220km/h cruise on a 50HP engine?

[Marty_d]

I don't believe it either.

 

 

So...

 

220km/h cruise

 

13 litres/h at cruise

 

60 litre tank

 

500 litres of baggage space

 

Amazing.

 

 

[DrZoos]

Are you sure thats not 5L of baggage space and 0.5L of Pilot space ?

 

Looks like those Elerons might get some ground rash

 

These experimental and i emphasise the mental have some huge b###s

 

Imagine being the test pilot

 

 

[Mark11]

 

280km/hr

 

40 Hp

 

 

[pylon500]

220km/hr is only 118kts.

 

So some numbers follow...

 

Scott Winton Opel; 40hp = 280 kmh (151kts)

 

Verhees Delta; 50hp = 220 kmh (118kts)

 

Arnold AR-5; 62hp = 213 mph (185kts)

 

 

The Arnold AR-5 was powered by a Rotax 532, then later a 582, and weighed less than 300kg!

 

Have a look at; http://www.ar-5.com/kitcarm93.html

 

 

[ben87r]

Cx4 is 120 kn on 50 from memory.

 

 

[pylon500]

Cx4 is 120 kn on 50 from memory

More like around120 (American) Miles per hour, with a 2100cc Revmaster of about 75hp...

<http://en.wikipedia.org/wiki/Thatcher_CX4>

 

 

[ruffasguts]

CX4 100 knots at 3200rpm with 2 litre Limbach need to up pitch prop want 100 at 3000 this on the first CX4 to fly in Australia

 

Mick W

 

 

[Marty_d]

220km/hr is only 118kts.So some numbers follow...

Scott Winton Opel; 40hp = 280 kmh (151kts)

 

Verhees Delta; 50hp = 220 kmh (118kts)

 

Arnold AR-5; 62hp = 213 mph (185kts)

 

[ATTACH=full]23577[/ATTACH]

 

The Arnold AR-5 was powered by a Rotax 532, then later a 582, and weighed less than 300kg!

#### [WHAT TO WORK ON]
A) Would you reproduce the passage of the 50HP cruise thread starting with "Cx4 is 120 kn on 50 from memory." and going on through "of about 75hp..."?
B) Which distinct usernames appear in square brackets in the 50HP cruise thread? List each one once.

#### [SUPPLIED MATERIAL]

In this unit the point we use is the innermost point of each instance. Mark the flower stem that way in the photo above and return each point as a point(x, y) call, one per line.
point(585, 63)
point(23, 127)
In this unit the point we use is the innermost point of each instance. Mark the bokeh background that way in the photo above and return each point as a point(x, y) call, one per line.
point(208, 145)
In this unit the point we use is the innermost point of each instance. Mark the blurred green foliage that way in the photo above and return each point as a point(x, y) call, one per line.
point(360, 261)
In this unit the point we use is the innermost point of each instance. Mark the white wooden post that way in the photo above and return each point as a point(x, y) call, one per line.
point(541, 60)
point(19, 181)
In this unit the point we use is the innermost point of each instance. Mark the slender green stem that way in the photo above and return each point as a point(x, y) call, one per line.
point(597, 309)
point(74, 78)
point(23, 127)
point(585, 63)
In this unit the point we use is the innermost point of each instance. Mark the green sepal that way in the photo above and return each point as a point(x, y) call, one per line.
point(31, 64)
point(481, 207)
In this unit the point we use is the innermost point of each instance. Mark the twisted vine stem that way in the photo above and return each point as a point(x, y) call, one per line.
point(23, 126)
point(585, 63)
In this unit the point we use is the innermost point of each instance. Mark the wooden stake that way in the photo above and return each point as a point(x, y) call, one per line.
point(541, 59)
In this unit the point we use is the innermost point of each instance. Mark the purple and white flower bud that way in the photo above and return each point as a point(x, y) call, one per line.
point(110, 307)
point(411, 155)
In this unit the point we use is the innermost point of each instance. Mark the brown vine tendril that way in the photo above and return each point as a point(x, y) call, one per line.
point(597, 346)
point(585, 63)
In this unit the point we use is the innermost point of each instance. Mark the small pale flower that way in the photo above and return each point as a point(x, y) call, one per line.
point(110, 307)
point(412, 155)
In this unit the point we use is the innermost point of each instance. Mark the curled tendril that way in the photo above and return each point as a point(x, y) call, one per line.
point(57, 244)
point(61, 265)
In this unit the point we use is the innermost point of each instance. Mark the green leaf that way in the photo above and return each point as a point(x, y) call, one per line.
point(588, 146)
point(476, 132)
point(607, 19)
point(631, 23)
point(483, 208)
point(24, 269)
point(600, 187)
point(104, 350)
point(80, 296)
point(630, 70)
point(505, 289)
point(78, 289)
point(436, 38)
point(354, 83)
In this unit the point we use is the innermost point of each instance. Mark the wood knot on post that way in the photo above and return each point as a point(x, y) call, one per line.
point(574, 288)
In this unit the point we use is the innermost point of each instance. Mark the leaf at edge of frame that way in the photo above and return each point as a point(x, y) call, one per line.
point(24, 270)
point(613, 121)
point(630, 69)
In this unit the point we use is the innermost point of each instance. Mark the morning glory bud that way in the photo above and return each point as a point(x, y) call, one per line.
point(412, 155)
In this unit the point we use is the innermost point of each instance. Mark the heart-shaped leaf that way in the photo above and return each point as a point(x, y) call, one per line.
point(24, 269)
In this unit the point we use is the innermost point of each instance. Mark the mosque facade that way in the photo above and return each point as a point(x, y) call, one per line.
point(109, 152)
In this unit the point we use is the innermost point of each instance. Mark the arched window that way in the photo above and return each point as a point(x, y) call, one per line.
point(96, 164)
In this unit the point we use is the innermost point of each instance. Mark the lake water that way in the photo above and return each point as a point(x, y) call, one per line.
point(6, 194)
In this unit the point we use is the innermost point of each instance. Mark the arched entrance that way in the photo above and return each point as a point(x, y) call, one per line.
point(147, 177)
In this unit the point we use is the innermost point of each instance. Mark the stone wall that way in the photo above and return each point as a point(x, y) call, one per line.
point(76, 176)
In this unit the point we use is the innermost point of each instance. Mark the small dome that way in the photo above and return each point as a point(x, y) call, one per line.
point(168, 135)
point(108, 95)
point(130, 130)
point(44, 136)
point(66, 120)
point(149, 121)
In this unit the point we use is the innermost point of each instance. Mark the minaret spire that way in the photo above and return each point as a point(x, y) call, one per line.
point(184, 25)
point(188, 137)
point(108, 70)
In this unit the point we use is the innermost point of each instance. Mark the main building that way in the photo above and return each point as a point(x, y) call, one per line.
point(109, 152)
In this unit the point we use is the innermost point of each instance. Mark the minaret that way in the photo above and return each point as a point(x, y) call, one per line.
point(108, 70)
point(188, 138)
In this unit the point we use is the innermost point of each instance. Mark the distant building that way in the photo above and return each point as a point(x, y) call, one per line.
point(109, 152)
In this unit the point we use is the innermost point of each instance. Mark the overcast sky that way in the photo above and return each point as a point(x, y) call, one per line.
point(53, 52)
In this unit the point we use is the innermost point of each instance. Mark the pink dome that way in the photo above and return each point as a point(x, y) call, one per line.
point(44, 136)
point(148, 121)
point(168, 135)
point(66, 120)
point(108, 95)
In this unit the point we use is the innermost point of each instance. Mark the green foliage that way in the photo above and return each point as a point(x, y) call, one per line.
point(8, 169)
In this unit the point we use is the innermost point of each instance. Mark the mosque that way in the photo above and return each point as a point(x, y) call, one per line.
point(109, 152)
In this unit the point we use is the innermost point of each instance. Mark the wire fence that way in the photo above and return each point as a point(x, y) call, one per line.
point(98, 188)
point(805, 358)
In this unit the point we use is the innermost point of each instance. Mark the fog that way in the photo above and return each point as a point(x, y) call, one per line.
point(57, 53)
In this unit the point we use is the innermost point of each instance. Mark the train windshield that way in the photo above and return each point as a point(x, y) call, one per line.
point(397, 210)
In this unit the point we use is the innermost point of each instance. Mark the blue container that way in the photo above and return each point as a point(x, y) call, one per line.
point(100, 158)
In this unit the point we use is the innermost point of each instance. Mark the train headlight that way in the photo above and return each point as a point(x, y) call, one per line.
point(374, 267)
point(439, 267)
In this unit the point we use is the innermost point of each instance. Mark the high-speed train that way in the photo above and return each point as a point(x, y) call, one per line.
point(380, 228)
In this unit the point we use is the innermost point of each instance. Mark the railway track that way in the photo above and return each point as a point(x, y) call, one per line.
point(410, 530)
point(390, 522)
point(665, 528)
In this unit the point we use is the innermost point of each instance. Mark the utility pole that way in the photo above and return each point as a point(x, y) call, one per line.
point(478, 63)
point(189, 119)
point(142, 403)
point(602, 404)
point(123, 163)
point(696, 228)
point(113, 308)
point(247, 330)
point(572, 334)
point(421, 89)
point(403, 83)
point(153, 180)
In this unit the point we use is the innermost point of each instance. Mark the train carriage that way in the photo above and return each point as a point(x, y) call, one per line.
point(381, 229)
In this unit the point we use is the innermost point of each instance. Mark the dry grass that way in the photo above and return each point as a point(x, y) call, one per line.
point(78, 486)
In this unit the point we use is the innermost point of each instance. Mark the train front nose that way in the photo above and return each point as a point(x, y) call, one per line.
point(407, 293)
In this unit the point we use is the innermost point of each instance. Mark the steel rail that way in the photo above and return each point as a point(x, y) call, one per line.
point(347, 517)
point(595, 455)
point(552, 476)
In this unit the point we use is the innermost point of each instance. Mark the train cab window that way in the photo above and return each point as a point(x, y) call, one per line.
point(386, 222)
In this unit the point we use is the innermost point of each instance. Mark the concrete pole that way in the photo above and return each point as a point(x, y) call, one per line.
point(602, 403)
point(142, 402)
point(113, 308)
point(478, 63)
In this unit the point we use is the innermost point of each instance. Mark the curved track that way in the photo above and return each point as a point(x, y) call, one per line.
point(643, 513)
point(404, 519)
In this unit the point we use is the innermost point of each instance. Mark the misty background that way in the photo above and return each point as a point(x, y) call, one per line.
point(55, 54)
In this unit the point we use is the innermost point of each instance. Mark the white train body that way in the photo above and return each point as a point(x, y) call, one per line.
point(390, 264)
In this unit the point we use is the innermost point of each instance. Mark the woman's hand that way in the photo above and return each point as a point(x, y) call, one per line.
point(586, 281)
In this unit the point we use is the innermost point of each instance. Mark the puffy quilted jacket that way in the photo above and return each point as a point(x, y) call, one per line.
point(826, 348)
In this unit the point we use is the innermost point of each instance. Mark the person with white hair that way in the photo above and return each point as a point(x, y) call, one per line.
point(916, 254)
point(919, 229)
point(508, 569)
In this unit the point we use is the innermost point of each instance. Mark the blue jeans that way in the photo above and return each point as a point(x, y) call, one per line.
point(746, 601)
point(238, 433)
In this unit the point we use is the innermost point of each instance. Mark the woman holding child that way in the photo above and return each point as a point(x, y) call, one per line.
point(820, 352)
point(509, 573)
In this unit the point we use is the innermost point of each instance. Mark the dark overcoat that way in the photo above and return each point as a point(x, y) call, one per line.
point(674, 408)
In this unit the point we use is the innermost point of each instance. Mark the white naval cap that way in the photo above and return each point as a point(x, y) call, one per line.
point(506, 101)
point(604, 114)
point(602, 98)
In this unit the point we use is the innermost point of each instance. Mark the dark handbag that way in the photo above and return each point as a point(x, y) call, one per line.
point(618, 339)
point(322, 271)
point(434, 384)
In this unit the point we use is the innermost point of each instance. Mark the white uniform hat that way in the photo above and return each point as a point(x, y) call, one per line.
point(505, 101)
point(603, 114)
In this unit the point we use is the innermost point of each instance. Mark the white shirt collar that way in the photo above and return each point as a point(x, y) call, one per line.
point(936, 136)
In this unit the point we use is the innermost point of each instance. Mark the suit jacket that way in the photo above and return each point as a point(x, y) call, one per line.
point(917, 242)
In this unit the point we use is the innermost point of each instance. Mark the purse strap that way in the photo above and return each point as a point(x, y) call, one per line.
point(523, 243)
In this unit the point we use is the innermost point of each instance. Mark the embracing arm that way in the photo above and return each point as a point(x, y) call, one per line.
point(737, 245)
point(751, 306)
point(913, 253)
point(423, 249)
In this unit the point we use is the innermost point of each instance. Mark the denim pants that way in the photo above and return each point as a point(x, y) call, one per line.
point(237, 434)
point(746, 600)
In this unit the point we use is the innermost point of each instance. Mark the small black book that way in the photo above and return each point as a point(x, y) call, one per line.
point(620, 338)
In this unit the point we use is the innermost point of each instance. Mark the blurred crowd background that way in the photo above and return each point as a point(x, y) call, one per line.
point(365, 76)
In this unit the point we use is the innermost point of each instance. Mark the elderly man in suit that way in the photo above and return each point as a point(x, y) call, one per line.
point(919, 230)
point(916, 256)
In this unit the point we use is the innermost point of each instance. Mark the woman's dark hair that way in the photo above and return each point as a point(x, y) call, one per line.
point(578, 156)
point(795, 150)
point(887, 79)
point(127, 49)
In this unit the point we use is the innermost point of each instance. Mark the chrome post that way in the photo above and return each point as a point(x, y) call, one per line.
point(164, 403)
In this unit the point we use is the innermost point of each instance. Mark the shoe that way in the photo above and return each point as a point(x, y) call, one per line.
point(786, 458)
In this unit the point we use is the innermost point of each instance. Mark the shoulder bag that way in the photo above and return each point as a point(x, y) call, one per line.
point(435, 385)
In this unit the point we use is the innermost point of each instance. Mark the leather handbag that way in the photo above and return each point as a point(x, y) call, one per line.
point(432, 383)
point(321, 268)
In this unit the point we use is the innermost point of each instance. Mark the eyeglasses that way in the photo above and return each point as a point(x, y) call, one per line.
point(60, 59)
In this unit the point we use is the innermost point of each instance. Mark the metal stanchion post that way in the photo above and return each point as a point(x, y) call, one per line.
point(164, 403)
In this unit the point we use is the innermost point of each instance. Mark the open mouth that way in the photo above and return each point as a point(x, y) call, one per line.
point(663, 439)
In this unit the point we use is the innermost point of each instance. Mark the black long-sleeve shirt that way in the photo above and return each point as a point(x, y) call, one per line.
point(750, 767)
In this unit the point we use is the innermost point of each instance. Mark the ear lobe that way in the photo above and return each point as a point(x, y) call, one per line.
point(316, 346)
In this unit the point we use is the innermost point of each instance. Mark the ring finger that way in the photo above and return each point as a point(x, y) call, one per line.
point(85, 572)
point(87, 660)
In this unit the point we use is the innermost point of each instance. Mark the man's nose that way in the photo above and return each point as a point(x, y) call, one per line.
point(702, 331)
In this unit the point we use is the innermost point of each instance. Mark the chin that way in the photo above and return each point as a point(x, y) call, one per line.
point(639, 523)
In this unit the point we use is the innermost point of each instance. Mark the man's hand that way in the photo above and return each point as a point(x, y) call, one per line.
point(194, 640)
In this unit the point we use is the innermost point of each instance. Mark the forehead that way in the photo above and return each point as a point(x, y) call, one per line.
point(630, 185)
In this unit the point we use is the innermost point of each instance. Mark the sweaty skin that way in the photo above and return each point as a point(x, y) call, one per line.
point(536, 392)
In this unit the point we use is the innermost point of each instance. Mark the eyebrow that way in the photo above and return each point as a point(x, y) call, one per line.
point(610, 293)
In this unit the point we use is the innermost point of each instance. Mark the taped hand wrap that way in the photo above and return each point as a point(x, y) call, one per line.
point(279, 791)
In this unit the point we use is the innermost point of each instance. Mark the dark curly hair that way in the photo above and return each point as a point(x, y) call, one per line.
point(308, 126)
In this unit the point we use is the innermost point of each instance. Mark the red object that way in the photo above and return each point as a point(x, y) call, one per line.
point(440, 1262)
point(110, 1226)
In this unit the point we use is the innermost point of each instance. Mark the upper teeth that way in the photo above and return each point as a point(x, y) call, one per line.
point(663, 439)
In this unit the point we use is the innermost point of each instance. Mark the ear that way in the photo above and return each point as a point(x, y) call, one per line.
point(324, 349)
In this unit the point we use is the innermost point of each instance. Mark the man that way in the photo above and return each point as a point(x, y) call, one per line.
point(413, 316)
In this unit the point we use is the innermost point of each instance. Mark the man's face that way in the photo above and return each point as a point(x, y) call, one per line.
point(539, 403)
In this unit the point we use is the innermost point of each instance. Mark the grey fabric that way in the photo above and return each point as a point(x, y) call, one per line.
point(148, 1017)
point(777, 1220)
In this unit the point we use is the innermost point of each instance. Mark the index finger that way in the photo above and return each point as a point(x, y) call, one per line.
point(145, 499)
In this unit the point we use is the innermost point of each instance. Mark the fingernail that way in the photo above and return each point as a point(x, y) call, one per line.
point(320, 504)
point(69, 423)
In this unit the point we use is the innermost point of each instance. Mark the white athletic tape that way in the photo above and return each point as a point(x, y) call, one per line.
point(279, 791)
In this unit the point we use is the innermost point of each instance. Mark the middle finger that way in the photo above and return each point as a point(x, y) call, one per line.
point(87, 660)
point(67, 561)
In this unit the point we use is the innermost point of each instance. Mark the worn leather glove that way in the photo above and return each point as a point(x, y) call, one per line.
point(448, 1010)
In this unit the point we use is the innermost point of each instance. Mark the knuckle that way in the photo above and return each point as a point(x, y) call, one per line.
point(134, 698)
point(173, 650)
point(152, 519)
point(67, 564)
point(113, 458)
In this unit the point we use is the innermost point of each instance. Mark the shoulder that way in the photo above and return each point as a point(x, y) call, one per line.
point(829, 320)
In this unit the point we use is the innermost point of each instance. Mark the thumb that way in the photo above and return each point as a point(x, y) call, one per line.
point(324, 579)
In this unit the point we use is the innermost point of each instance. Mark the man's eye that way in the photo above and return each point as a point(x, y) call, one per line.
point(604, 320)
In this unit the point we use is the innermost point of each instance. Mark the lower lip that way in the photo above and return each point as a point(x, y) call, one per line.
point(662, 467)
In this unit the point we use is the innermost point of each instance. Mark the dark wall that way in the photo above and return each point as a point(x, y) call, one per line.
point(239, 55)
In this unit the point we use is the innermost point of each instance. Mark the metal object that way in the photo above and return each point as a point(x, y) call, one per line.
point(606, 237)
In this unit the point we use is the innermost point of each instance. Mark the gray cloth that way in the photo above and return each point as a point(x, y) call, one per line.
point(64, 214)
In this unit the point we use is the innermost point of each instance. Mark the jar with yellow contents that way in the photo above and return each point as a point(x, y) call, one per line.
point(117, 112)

#### [ANSWERS FOR THIS EXERCISE]
A)
Cx4 is 120 kn on 50 from memory.

 

 

[pylon500]

Cx4 is 120 kn on 50 from memory

More like around120 (American) Miles per hour, with a 2100cc Revmaster of about 75hp...

B) Marty_d, DrZoos, Mark11, pylon500, ben87r, ruffasguts